___ Supplied records

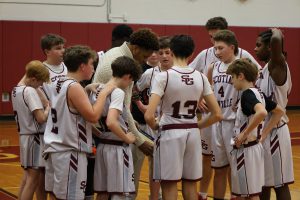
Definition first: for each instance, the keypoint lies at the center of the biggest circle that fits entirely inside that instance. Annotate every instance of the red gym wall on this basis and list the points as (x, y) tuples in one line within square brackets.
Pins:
[(20, 43)]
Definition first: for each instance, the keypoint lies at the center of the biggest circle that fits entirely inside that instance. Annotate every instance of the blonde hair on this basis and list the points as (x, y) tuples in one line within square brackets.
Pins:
[(36, 69)]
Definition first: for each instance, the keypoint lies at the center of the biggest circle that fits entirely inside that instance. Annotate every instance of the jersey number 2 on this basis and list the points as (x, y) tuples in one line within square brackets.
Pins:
[(54, 120), (191, 111)]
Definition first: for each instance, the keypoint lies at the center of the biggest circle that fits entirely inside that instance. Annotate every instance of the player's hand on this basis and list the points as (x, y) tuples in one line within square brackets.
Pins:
[(109, 87), (262, 138), (91, 87), (130, 138), (146, 148), (239, 140), (202, 106)]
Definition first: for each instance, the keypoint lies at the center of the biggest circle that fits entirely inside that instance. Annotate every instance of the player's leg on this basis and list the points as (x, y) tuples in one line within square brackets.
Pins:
[(40, 190), (169, 190), (102, 196), (22, 184), (154, 185), (189, 190), (283, 192), (31, 183)]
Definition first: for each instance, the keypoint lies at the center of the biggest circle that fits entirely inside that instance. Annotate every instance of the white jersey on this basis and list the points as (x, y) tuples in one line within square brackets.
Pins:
[(278, 94), (25, 100), (242, 120), (66, 129), (224, 91), (55, 72), (208, 56), (147, 78), (180, 90), (114, 100)]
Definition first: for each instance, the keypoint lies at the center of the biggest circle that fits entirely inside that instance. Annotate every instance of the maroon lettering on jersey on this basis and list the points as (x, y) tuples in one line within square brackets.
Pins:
[(186, 78)]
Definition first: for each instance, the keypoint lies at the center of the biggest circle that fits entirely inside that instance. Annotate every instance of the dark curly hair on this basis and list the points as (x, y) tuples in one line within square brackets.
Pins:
[(124, 65), (145, 38), (219, 23), (74, 56), (229, 38), (182, 46), (49, 40)]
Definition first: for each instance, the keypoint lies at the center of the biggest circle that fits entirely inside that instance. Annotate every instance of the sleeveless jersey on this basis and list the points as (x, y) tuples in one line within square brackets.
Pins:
[(208, 56), (183, 88), (278, 94), (224, 91), (23, 110), (54, 76), (242, 120), (66, 129), (114, 100)]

______

• **Your goal**
Scan the lines above for the word "player". Return each one that has it.

• **Output below**
Definition first: for each instance, the keypoint lies at the center of the biggest circle that fits entirely inside that instance. Annotate every instance of the player's hand on this basis and list the points as (x, y) tuples in one line within square brackets.
Definition first: for each instance, the keypoint lies at the center of the biggest circle that fits entirely inside that instance. Annotate every instance of the player's leg on this basis and list the points as (x, y) tuples in one line within square brackets.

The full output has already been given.